Copy the lines of material below word for word.

- [Data lines]
= = =

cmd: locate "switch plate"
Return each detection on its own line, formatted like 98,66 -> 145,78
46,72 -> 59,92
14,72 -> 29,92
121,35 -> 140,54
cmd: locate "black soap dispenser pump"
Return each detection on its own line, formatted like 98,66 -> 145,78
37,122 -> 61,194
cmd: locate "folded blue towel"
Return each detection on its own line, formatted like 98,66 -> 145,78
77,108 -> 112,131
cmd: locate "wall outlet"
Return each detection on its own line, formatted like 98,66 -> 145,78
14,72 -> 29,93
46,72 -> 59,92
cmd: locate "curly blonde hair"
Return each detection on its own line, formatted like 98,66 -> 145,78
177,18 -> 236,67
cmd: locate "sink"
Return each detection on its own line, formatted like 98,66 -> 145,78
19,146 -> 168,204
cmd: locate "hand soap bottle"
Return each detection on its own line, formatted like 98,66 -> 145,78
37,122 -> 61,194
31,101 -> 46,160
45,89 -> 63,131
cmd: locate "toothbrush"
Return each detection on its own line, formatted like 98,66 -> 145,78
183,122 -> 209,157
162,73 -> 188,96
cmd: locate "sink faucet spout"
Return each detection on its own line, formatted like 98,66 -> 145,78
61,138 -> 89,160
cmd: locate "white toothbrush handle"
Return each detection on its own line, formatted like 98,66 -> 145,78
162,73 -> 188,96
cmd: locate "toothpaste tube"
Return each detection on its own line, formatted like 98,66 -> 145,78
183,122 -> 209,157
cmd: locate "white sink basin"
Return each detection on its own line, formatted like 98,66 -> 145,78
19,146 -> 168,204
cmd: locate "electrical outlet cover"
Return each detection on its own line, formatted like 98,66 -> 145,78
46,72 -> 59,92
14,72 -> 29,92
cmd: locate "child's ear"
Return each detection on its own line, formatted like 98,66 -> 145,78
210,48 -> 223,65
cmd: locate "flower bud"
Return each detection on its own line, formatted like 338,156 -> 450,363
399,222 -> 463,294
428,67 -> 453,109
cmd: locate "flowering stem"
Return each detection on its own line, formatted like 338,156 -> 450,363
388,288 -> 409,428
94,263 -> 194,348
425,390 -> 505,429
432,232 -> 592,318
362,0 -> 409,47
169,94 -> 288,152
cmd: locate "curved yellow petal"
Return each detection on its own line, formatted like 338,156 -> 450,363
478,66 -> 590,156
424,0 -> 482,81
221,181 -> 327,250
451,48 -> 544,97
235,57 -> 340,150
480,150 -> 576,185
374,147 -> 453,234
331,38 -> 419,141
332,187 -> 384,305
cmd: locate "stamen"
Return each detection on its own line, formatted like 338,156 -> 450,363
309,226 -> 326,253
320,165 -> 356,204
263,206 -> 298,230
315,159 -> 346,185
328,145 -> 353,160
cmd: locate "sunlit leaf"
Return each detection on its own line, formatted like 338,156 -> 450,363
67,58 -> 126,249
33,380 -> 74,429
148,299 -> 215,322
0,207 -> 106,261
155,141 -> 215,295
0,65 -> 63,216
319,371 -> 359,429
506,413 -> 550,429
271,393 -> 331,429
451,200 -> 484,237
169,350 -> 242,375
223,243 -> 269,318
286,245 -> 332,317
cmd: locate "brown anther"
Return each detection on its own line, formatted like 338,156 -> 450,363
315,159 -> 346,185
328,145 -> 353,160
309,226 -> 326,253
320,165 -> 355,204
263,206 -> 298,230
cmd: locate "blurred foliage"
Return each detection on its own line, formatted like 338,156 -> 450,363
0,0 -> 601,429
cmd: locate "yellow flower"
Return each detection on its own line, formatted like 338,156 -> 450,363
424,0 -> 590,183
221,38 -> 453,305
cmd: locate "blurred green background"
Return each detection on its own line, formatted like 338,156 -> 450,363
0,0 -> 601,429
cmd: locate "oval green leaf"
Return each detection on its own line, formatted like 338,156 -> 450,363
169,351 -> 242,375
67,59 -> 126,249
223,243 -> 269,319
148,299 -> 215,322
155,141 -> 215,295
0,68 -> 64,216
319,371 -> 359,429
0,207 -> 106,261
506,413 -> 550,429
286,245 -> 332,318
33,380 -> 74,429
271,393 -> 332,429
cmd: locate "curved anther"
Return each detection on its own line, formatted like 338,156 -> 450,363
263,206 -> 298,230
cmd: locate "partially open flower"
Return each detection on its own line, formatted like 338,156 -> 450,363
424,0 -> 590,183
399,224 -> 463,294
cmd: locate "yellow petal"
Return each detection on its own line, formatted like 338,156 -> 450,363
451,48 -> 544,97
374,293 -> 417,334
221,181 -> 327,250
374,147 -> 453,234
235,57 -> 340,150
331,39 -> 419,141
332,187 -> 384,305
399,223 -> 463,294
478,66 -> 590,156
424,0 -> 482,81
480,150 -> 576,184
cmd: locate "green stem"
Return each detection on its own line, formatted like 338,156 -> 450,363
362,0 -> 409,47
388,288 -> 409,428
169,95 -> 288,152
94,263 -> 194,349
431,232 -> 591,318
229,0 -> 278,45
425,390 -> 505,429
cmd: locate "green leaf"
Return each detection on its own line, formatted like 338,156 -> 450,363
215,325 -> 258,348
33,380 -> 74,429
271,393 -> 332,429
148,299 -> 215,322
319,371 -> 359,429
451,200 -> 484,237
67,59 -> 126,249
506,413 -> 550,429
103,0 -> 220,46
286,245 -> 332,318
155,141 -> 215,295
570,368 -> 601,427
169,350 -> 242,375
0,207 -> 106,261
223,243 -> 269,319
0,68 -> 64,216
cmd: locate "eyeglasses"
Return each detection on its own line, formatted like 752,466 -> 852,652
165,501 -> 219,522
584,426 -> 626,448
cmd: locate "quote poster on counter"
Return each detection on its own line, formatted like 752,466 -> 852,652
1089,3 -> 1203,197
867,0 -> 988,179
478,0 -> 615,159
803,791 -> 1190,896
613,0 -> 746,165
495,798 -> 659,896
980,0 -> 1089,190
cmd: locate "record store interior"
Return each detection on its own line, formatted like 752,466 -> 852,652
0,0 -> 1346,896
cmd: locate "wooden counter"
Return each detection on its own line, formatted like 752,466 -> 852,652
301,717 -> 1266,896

= = =

- [Reply]
cmd: locate "switch plate"
Return each detection on its own line, formatted like 98,66 -> 145,78
46,72 -> 59,92
14,72 -> 29,92
121,35 -> 140,54
cmd: locate "black soap dispenser pump"
Return each detection on its own line, formatted like 98,66 -> 145,78
37,122 -> 61,194
cmd: locate "folded blue towel"
Return each detection on its own line, formatted like 98,66 -> 145,78
77,108 -> 112,131
cmd: locate "wall outlet"
Return each detection on its own line, formatted like 98,66 -> 145,78
14,72 -> 29,93
46,72 -> 59,92
cmd: locate "curly blonde hair"
Return each detection on its own line, formatted like 98,66 -> 145,78
177,18 -> 236,67
cmd: locate "sink"
Return each detection on its own line, formatted like 98,66 -> 145,78
19,146 -> 168,204
cmd: locate "hand soap bottle"
Return each detection on its own line, formatted like 98,66 -> 145,78
37,122 -> 61,194
31,101 -> 46,160
45,89 -> 63,131
cmd: locate "toothbrush"
Return each detection on its own line, formatted like 98,66 -> 145,78
183,122 -> 209,157
162,73 -> 188,96
cmd: locate "sink faucet spout"
Return each detection on its own line, formatted like 98,66 -> 145,78
61,138 -> 89,160
cmd: locate "white toothbrush handle"
Return each detection on its own line, formatted like 98,66 -> 145,78
162,73 -> 188,96
cmd: locate "toothpaste tube"
Return each detection on its own line, formatted like 98,66 -> 145,78
183,122 -> 209,157
cmd: locate "white sink basin"
Return each detection on its own line, formatted like 98,66 -> 145,78
19,146 -> 168,204
cmd: locate "electrical outlet cover"
Return each detection on its own line, formatted like 98,66 -> 145,78
46,72 -> 59,92
14,72 -> 29,92
cmd: locate "child's ear"
Return each detection on its own line, formatted like 98,66 -> 145,78
210,48 -> 223,65
cmd: locate "flower bud"
Return each detection on its own line, formatted like 338,156 -> 450,363
399,222 -> 463,294
428,67 -> 453,109
cmd: locate "flowering stem"
Return each detection on its own line, formatted like 338,156 -> 450,363
388,288 -> 409,428
94,263 -> 194,348
425,390 -> 505,429
432,232 -> 592,318
362,0 -> 409,47
169,94 -> 288,152
cmd: locate "curved yellow petal"
Return each detection on its own line, formatted like 338,156 -> 450,363
478,66 -> 590,156
424,0 -> 482,81
221,181 -> 327,250
451,48 -> 544,97
235,57 -> 340,150
480,150 -> 576,185
374,147 -> 453,234
331,38 -> 419,141
332,187 -> 384,305
cmd: locate "stamen"
Return each detection on its own line, formatted like 338,156 -> 450,363
309,226 -> 326,253
320,165 -> 356,204
263,206 -> 298,230
315,159 -> 346,185
328,145 -> 353,160
cmd: locate "sunlit leaf"
Return each detection on its own line, formatted like 338,156 -> 450,363
67,58 -> 126,249
33,380 -> 74,429
148,299 -> 215,322
0,207 -> 106,261
155,141 -> 215,295
0,65 -> 63,216
319,371 -> 359,429
506,413 -> 550,429
271,393 -> 331,429
451,200 -> 484,237
169,350 -> 242,375
223,243 -> 269,318
286,245 -> 332,317
cmd: locate "brown anther"
Return each detection on its own line, formatted like 338,156 -> 450,363
315,159 -> 346,185
328,145 -> 353,160
309,226 -> 326,253
320,165 -> 355,204
263,206 -> 298,230
cmd: locate "blurred foliage"
Return each detection on its own line, formatted like 338,156 -> 450,363
0,0 -> 601,429
cmd: locate "yellow flower"
Return each detection on its own line, formatted like 338,156 -> 450,363
424,0 -> 590,183
221,38 -> 453,305
cmd: locate "blurred green background"
Return each detection on its own line, formatted like 338,156 -> 450,363
0,0 -> 601,429
cmd: locate "oval green leaf"
Return each detection on its own line, formatted like 338,156 -> 450,363
169,351 -> 242,375
67,59 -> 126,249
223,243 -> 269,319
148,299 -> 215,322
155,141 -> 215,295
0,68 -> 64,216
319,371 -> 359,429
0,207 -> 106,261
506,413 -> 550,429
286,245 -> 332,318
33,380 -> 74,429
271,393 -> 332,429
cmd: locate "curved anther"
Return each detection on its own line, formatted like 338,156 -> 450,363
263,206 -> 298,230
cmd: locate "partially open flower"
Return each detection on its own line, formatted like 338,156 -> 450,363
424,0 -> 590,183
399,224 -> 463,294
cmd: locate "yellow petal"
Return each detection on its own line, formatted like 338,156 -> 450,363
451,48 -> 544,97
374,293 -> 417,334
221,181 -> 327,250
374,147 -> 453,234
235,57 -> 340,150
331,39 -> 419,141
332,187 -> 384,305
399,223 -> 463,294
478,66 -> 590,156
424,0 -> 482,81
480,150 -> 576,184
cmd: locate "green stem"
Return each detection on its own line, formatted like 338,156 -> 450,363
362,0 -> 409,47
388,288 -> 409,428
169,95 -> 288,152
94,263 -> 194,349
431,232 -> 591,318
229,0 -> 278,45
425,390 -> 505,429
cmd: locate "green leaf"
Return each detection on its own line, formatted like 338,156 -> 450,363
215,325 -> 258,348
33,380 -> 74,429
271,393 -> 332,429
148,299 -> 215,322
319,371 -> 359,429
451,200 -> 484,237
67,59 -> 126,249
506,413 -> 550,429
103,0 -> 220,46
286,245 -> 332,318
155,141 -> 215,295
570,368 -> 601,427
169,350 -> 242,375
0,207 -> 106,261
223,243 -> 269,319
0,68 -> 64,216
cmd: locate "eyeglasses"
Return each detection on its own line, formatted like 752,466 -> 852,652
165,501 -> 219,522
584,426 -> 626,448
cmd: locate "quote poster on counter"
Return each detection on its own line, formatted like 752,466 -> 852,652
1089,3 -> 1203,197
867,0 -> 988,179
478,0 -> 615,159
803,791 -> 1190,896
613,0 -> 746,165
495,798 -> 659,896
980,0 -> 1089,190
cmd: locate "record store interior"
Return each detection on its own line, formatted like 752,466 -> 852,652
0,0 -> 1346,896
cmd: locate "wooden counter"
Return each detection on its own line, formatted like 752,466 -> 852,652
301,717 -> 1266,896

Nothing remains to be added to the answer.